■ DESCRIPTION OF THE TASK ■
Locate the line that contains "Would you be so kind as to locate the grass field" in the entries below. Retype it and all following lines through the final one, character for character.

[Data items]
* Start *

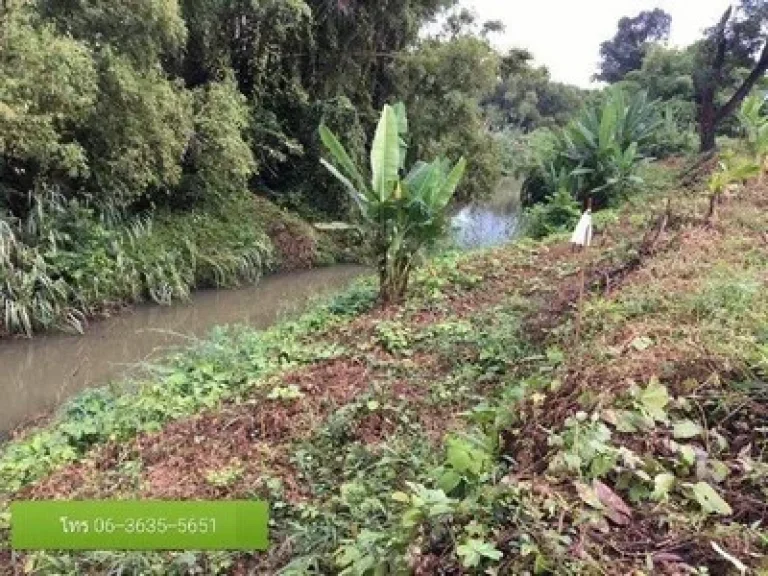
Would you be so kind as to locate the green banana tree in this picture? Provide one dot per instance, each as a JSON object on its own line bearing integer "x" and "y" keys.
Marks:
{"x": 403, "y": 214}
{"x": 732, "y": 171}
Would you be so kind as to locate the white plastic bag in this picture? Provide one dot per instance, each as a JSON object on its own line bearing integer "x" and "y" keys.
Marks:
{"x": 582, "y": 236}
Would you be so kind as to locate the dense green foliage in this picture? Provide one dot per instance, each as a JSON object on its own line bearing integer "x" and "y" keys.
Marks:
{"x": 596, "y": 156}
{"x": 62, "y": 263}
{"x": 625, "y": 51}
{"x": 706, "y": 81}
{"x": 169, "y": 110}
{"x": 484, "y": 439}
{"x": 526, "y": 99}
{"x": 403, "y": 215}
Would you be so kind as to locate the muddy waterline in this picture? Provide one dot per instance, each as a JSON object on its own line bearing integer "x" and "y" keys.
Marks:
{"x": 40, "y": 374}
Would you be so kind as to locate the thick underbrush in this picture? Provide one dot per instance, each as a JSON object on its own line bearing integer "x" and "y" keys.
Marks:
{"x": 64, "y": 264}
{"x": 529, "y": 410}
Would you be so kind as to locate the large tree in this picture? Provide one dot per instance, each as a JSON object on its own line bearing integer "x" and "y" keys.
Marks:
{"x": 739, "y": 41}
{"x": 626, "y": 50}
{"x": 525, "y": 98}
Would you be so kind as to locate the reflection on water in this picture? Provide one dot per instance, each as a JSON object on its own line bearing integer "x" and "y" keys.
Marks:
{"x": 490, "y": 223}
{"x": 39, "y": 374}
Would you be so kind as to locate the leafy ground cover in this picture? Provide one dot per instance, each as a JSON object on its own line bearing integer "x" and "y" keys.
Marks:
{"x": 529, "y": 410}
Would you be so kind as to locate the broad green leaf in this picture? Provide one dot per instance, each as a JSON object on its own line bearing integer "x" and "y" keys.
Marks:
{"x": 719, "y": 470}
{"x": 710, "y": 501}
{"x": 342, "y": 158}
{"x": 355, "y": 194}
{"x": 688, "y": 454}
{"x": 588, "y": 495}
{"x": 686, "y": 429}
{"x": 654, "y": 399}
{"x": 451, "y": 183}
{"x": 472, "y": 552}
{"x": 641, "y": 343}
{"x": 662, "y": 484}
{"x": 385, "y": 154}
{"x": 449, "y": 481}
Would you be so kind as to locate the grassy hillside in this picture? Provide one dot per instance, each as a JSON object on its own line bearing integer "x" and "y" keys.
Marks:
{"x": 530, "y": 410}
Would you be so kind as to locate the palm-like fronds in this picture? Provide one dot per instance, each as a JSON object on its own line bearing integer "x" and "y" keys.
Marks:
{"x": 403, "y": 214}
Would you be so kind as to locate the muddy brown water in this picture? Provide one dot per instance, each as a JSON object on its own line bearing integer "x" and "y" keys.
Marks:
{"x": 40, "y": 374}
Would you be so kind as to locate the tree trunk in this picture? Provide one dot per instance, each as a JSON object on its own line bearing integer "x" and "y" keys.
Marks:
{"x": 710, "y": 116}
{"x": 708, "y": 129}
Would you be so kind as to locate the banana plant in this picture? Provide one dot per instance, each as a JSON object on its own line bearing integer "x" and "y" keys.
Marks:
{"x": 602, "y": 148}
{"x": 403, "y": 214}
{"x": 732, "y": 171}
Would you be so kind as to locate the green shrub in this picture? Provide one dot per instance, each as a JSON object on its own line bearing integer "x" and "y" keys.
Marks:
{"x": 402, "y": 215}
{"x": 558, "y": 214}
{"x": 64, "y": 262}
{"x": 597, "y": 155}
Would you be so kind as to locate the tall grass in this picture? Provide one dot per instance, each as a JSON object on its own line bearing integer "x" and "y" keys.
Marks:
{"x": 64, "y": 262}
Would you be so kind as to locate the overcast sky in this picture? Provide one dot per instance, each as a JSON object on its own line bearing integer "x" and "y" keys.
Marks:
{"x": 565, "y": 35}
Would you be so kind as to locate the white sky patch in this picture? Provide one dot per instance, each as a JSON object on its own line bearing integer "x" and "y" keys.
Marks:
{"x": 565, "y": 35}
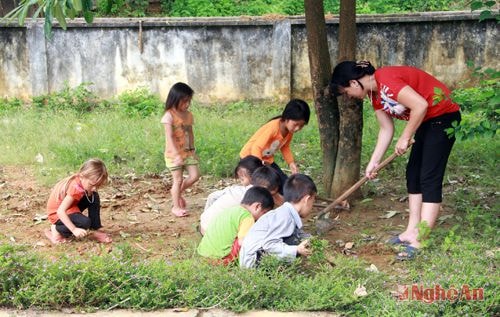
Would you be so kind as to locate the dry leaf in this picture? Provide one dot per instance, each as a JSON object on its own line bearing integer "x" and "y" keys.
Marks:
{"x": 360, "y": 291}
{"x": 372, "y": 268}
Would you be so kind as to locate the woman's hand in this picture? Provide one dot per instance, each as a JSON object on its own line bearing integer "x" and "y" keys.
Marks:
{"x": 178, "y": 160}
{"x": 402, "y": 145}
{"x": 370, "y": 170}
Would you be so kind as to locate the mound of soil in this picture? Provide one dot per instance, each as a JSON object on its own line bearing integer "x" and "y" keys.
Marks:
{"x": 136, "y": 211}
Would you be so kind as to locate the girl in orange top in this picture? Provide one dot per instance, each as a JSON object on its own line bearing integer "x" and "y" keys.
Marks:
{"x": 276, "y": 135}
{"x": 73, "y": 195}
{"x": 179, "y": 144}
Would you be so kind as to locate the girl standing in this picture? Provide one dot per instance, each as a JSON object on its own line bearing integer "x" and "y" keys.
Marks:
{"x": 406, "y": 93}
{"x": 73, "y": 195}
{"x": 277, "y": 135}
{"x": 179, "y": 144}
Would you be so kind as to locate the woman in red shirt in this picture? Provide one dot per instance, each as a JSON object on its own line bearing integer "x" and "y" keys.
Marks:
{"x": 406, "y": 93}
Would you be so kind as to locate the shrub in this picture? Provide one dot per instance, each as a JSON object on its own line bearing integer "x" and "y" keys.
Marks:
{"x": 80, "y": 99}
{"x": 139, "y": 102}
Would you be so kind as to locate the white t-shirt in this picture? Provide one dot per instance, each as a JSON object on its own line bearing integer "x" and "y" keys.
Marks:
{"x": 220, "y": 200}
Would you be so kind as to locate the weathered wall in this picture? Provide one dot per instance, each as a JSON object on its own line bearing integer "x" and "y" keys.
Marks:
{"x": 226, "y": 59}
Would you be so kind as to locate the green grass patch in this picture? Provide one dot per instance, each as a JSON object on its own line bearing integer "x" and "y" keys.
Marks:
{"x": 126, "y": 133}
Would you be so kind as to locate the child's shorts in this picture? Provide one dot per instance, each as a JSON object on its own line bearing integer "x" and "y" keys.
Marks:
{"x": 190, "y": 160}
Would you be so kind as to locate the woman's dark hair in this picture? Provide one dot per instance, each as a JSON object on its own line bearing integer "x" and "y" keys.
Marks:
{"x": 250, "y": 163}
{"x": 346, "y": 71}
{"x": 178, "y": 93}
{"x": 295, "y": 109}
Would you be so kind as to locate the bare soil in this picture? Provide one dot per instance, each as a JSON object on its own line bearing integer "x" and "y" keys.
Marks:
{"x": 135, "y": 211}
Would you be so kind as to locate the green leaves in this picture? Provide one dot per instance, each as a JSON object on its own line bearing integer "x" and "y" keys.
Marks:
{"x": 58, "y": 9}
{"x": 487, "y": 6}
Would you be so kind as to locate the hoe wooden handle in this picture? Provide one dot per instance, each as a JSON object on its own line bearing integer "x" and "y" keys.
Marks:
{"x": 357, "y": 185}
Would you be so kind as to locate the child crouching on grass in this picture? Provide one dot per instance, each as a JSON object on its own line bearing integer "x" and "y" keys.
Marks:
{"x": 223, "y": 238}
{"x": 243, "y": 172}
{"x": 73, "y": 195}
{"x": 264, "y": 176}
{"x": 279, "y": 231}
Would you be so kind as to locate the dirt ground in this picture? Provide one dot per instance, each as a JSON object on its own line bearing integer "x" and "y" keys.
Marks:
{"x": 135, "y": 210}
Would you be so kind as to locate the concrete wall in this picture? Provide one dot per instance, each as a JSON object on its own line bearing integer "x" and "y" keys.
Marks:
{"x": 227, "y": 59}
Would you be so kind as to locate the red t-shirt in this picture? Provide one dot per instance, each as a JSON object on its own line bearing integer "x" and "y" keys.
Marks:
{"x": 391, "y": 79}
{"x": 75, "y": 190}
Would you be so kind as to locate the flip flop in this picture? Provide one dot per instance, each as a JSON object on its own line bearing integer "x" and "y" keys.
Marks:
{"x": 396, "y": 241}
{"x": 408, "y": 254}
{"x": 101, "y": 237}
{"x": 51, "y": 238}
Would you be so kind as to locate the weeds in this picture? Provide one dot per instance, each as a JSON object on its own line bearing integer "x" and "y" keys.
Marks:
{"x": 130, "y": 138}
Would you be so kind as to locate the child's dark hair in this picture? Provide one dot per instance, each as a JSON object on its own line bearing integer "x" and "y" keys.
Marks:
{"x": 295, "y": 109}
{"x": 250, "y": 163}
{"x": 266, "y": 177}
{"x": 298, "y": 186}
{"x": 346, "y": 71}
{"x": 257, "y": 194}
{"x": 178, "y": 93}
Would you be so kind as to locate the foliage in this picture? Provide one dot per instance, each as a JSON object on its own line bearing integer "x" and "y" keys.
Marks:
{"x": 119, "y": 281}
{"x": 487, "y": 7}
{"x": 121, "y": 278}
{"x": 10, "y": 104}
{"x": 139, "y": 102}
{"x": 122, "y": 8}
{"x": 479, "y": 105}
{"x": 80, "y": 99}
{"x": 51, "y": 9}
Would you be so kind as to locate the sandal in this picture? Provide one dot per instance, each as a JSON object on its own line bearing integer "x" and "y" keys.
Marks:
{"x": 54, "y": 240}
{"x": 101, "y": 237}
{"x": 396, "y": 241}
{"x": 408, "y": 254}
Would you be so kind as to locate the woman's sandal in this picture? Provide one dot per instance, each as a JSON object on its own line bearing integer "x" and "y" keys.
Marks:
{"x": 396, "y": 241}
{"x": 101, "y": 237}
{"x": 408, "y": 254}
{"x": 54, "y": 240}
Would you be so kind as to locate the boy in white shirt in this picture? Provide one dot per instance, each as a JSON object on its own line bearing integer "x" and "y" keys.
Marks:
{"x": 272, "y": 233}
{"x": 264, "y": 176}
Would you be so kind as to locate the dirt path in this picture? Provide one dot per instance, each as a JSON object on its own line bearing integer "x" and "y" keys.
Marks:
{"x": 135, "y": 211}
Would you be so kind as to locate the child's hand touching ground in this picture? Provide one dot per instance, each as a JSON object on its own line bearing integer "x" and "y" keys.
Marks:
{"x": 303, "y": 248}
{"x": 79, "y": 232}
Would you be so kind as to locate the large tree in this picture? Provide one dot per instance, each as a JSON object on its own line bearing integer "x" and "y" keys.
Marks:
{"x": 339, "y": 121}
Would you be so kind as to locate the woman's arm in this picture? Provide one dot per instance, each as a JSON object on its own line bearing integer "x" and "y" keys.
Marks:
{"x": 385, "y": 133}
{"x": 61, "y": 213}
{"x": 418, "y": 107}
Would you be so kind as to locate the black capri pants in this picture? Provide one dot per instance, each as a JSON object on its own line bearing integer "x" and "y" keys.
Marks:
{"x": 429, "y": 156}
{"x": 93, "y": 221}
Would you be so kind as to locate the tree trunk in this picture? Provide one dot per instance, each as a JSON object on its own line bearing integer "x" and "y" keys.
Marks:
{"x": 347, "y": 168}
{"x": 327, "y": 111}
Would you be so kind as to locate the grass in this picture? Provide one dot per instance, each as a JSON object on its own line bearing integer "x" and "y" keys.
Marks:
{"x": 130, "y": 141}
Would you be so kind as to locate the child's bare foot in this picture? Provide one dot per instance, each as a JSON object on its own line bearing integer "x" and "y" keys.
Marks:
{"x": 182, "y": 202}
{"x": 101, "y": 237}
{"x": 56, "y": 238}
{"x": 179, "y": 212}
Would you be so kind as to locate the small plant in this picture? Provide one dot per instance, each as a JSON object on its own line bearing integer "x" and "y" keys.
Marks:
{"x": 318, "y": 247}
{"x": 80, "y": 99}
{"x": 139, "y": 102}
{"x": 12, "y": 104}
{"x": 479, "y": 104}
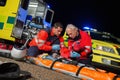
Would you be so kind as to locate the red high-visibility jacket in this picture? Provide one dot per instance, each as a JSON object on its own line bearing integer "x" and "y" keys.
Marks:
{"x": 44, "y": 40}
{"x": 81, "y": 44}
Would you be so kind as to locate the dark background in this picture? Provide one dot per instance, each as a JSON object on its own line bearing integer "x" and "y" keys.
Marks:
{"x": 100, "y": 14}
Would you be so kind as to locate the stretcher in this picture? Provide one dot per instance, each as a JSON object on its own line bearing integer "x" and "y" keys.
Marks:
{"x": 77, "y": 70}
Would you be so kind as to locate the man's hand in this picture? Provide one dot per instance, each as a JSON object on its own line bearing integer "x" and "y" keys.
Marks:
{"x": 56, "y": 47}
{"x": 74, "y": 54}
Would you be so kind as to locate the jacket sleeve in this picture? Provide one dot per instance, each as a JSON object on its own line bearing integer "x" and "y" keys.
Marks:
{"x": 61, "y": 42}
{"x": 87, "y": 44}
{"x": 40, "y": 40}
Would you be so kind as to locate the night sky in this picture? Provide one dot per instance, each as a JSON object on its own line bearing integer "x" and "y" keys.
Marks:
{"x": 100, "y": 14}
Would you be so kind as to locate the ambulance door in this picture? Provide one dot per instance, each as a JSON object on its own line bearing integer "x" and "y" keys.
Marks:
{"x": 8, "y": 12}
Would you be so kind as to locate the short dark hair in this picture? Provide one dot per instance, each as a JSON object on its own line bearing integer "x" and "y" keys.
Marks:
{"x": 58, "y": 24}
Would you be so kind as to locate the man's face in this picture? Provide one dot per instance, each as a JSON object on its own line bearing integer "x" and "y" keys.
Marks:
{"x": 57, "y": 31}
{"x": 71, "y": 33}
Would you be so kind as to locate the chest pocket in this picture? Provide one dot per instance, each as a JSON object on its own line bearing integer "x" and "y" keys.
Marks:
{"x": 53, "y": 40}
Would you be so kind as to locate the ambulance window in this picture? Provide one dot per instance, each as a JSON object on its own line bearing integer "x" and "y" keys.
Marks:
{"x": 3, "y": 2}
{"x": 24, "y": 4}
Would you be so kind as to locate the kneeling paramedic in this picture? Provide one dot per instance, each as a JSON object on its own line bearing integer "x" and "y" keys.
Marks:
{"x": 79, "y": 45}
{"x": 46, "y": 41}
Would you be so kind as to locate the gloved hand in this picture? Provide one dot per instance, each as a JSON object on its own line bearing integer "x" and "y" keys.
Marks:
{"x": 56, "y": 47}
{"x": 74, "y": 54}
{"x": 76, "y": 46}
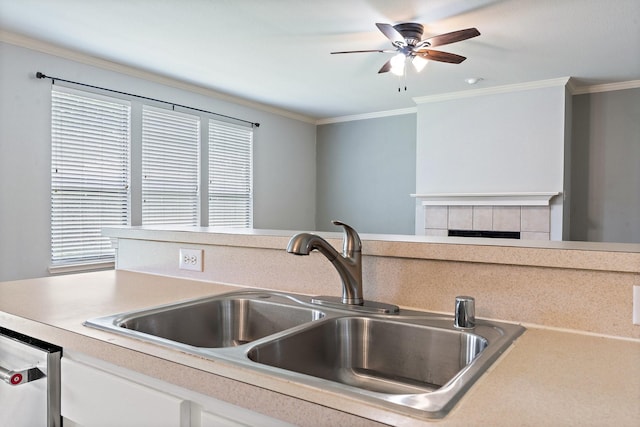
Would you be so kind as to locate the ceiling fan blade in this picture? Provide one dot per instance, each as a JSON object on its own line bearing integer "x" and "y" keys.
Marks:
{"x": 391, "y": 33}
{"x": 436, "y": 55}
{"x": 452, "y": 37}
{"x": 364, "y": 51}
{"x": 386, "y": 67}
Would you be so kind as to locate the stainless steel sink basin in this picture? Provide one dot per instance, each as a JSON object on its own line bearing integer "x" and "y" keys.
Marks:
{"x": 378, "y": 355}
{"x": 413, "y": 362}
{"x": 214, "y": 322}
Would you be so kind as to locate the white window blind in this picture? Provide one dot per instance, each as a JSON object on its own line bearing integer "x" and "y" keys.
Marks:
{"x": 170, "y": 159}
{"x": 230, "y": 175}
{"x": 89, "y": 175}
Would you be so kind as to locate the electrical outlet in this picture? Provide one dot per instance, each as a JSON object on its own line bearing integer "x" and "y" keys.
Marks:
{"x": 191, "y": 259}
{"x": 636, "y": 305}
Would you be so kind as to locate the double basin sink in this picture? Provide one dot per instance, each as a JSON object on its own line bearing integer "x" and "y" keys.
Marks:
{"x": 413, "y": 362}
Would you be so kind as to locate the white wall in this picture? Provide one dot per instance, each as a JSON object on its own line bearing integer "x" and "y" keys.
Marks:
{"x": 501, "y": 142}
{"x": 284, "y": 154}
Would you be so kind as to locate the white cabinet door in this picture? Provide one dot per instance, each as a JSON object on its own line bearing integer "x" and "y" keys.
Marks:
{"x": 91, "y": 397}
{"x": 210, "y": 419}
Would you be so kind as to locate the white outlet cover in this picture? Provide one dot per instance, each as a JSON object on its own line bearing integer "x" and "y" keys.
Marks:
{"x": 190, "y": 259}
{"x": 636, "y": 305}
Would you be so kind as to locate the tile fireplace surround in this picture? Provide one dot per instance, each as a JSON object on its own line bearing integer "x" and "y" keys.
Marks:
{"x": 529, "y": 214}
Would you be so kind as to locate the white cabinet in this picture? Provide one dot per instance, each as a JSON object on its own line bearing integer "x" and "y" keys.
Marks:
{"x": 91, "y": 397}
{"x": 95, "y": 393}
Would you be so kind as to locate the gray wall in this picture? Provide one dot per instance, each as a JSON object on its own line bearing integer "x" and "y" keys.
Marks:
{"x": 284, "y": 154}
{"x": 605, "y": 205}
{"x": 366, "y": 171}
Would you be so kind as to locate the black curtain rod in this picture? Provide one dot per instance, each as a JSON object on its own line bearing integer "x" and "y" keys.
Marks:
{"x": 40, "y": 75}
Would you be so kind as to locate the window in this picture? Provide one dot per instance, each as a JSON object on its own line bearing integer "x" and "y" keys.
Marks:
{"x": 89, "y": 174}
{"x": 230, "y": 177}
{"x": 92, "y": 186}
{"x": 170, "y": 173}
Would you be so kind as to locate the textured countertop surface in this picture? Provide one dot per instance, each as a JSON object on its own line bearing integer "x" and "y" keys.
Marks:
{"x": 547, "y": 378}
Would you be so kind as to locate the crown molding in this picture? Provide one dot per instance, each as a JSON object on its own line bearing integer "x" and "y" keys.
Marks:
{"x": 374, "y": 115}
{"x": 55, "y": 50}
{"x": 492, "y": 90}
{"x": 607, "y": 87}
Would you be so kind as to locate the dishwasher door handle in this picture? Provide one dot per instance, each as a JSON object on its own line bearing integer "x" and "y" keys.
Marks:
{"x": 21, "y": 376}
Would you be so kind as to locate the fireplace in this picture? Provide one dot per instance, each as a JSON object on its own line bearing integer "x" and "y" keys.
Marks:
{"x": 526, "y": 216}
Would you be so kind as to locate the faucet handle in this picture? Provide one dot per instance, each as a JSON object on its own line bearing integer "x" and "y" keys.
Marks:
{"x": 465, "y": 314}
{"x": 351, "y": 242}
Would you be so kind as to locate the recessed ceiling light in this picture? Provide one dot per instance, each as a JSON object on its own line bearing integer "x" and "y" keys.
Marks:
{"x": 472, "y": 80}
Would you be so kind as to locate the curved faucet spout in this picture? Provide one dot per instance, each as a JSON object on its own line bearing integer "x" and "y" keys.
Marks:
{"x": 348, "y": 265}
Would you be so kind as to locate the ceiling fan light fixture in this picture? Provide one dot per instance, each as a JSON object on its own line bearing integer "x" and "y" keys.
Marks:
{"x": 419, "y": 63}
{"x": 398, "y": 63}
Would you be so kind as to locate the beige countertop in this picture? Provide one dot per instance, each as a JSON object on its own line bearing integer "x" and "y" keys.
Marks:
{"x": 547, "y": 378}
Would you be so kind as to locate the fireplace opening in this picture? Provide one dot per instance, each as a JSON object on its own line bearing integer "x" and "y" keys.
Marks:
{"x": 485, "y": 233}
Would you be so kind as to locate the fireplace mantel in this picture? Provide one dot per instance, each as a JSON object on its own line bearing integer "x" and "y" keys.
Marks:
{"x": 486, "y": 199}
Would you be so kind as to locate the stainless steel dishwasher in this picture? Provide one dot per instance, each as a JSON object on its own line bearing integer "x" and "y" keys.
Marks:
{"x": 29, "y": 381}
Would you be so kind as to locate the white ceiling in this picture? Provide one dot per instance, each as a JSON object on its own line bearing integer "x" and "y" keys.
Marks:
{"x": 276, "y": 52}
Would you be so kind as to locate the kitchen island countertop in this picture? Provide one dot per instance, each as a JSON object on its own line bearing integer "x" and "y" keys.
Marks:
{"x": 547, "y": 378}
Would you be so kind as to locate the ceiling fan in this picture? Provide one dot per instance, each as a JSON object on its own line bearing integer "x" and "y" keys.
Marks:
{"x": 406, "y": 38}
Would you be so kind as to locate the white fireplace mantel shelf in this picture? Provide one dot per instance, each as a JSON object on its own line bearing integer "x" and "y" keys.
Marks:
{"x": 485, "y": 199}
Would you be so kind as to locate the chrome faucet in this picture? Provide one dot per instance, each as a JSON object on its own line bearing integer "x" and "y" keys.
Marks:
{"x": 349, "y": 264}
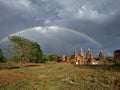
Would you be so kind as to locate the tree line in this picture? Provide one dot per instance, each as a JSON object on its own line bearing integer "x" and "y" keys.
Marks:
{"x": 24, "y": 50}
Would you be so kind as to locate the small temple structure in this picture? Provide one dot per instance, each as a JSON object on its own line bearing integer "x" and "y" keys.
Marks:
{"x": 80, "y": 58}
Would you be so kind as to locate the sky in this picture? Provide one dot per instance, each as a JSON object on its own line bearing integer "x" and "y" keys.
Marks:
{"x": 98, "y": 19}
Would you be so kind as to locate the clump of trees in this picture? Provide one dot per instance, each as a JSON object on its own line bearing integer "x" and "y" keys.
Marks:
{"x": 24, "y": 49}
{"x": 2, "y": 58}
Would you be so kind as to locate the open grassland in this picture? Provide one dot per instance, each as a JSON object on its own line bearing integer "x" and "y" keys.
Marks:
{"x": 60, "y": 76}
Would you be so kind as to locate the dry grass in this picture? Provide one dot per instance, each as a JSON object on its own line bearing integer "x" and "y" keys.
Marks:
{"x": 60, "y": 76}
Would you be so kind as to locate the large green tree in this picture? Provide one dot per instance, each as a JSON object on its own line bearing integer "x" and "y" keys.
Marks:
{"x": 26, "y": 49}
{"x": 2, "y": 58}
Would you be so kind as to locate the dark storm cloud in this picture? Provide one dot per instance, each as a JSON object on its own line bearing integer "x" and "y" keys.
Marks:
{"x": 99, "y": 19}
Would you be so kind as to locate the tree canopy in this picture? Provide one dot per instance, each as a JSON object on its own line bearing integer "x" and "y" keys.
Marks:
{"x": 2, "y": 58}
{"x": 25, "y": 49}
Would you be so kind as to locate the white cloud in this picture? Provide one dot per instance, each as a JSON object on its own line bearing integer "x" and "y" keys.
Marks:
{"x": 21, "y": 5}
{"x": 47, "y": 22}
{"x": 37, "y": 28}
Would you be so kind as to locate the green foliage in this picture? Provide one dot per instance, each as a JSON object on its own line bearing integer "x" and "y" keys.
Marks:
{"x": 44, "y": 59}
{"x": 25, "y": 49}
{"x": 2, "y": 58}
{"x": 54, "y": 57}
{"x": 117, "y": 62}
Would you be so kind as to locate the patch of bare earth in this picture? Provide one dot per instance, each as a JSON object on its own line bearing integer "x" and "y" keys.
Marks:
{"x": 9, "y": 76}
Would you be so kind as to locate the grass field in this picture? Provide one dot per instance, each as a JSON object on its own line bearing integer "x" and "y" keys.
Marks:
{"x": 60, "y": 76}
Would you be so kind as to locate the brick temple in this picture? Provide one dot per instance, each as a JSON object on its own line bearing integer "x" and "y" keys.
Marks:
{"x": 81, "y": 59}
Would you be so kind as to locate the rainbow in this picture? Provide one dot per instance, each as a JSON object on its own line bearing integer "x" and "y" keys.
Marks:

* End *

■ COMPLETE RESPONSE ■
Would you be so kind as to locate the grass field in this picture? Provide one dot per instance, each as a JSON object on its own line bearing integer "x" and "y" keys.
Marks:
{"x": 60, "y": 76}
Would you be so kind as to locate the brick temple in this picture? Provide one dot per instance, each as a JSON object on its own line bearing integer "x" and "y" keys.
Marks:
{"x": 81, "y": 59}
Would you be so kind as to locate the rainbow in this picture? Provide one dot per instance, each as a JSON object on its own line bearing integer "x" and "y" keys.
Marks:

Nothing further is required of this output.